• [Work order] Show every line of the data that contains the string "door".

---------- Data supplied

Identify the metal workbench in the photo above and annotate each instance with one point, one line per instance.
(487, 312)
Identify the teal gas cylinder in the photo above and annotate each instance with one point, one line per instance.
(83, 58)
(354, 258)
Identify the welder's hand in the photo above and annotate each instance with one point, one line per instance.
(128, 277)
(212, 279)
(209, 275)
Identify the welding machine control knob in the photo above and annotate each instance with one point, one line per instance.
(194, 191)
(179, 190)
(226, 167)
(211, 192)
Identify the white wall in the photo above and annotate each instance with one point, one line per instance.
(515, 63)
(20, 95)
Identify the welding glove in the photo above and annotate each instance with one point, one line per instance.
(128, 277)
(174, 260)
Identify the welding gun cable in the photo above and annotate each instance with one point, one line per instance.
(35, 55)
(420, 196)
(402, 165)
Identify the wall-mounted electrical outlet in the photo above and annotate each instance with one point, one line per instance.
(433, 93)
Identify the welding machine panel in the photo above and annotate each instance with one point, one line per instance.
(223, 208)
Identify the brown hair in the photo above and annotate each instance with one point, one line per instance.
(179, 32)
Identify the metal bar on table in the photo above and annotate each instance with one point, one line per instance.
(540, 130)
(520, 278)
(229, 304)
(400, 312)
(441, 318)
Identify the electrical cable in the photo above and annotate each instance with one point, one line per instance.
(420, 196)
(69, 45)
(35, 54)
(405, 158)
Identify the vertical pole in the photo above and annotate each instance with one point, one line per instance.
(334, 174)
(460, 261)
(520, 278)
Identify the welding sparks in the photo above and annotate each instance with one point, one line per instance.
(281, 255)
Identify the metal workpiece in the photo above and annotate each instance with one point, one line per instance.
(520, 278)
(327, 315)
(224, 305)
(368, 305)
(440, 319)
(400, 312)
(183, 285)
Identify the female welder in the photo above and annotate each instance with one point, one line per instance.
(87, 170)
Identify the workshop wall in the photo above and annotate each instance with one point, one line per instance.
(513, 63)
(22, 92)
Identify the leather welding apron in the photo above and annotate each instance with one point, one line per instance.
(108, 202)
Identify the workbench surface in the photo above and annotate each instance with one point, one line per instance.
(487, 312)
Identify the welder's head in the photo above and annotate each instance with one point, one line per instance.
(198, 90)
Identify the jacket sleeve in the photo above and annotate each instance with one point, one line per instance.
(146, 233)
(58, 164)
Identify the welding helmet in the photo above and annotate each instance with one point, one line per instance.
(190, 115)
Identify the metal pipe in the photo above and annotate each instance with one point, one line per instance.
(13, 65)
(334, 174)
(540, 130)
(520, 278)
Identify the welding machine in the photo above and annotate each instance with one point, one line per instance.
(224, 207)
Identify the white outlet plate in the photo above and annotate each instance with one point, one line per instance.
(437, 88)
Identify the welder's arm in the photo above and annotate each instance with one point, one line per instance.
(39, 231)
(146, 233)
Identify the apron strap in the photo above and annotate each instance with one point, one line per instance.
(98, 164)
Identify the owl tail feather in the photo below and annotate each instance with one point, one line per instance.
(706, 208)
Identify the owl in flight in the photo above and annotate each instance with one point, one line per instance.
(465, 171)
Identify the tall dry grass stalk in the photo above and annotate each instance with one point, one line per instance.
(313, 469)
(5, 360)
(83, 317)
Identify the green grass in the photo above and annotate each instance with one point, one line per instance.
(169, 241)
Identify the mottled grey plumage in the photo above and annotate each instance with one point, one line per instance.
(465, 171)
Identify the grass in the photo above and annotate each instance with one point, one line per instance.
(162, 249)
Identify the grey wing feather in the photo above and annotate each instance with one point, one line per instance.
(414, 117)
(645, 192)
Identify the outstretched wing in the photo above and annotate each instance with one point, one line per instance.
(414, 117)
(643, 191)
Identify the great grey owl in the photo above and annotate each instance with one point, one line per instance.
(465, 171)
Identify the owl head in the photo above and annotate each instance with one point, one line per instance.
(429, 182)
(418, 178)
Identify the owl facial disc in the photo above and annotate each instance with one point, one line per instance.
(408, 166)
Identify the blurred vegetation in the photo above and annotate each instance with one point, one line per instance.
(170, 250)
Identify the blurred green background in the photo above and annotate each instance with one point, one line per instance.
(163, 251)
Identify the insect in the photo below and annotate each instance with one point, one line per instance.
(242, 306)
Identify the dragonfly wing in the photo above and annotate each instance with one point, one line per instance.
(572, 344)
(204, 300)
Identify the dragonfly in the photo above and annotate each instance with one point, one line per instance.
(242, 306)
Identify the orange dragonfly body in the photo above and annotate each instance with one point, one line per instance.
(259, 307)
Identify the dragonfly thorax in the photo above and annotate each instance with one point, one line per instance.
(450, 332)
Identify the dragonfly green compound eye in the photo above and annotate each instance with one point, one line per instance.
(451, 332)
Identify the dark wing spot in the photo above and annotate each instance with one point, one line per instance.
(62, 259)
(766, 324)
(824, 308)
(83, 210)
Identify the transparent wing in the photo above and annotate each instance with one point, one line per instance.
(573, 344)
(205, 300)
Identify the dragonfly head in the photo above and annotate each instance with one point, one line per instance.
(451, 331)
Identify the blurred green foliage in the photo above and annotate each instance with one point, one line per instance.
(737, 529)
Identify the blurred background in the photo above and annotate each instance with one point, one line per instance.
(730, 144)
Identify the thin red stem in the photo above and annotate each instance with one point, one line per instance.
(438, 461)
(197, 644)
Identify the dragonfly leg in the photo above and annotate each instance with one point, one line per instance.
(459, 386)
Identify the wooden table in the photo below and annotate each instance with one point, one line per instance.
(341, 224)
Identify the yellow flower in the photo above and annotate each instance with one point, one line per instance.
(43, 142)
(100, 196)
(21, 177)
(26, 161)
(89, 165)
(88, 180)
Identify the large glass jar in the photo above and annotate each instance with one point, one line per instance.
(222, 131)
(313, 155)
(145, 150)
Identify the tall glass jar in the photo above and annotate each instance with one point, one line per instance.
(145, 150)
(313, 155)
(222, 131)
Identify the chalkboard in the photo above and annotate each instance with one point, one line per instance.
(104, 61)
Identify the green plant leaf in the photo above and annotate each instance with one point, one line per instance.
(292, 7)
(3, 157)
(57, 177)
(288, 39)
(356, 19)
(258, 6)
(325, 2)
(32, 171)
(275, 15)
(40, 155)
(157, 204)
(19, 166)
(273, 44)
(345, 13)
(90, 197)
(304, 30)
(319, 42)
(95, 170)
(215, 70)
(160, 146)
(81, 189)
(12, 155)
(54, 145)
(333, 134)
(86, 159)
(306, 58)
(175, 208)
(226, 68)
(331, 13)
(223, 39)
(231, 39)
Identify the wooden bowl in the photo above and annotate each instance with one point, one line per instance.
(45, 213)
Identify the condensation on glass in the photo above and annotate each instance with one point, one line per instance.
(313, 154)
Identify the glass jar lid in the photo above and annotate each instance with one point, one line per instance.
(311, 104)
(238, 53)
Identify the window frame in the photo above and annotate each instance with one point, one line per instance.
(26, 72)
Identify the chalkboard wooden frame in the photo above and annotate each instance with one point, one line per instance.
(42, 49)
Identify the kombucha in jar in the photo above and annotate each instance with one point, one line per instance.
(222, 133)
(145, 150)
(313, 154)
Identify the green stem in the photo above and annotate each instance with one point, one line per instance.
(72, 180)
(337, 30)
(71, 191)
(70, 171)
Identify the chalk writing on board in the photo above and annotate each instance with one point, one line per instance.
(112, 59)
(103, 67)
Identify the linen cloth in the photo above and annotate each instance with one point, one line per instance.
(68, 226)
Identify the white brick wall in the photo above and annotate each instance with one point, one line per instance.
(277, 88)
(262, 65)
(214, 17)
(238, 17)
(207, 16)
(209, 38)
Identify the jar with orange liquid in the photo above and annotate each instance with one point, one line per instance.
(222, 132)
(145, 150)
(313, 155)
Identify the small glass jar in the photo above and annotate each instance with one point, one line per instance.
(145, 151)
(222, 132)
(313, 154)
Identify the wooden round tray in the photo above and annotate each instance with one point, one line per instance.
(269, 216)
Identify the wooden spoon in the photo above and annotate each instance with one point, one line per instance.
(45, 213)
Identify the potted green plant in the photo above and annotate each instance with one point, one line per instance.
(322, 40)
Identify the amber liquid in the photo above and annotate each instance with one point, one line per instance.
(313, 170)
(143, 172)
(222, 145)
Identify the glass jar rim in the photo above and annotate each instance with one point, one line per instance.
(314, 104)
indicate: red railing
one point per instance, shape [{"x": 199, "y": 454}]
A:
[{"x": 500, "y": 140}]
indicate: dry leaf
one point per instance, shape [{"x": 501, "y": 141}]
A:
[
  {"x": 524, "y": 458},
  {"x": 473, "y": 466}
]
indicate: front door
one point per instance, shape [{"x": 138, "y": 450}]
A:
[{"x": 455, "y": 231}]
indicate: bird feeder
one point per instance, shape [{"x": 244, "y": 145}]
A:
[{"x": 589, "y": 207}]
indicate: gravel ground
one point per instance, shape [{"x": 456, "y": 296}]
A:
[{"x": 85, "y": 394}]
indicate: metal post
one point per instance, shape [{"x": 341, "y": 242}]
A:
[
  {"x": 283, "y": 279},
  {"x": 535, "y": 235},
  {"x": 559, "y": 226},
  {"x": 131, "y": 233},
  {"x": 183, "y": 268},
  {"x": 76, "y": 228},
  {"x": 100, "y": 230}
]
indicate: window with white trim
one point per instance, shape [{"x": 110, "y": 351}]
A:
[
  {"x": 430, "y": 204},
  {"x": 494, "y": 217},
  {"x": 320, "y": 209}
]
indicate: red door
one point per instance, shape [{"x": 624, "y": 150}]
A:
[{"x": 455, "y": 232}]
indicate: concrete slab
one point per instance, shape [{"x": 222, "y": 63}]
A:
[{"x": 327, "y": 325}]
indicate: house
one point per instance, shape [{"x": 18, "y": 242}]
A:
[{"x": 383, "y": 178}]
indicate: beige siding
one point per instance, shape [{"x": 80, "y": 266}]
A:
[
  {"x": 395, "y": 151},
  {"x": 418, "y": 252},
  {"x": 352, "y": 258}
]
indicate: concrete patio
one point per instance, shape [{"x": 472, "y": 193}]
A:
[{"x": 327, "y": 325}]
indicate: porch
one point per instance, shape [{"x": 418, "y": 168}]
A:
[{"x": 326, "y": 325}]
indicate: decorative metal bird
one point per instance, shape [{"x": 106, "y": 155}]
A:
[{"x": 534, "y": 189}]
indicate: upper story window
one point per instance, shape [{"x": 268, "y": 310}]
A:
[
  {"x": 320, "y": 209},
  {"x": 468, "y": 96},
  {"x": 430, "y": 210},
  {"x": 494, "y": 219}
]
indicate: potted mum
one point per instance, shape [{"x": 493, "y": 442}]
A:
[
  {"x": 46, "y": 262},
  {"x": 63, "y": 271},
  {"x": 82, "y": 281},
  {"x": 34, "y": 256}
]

--------------------

• [Result for this task]
indicate: front door
indicate: red door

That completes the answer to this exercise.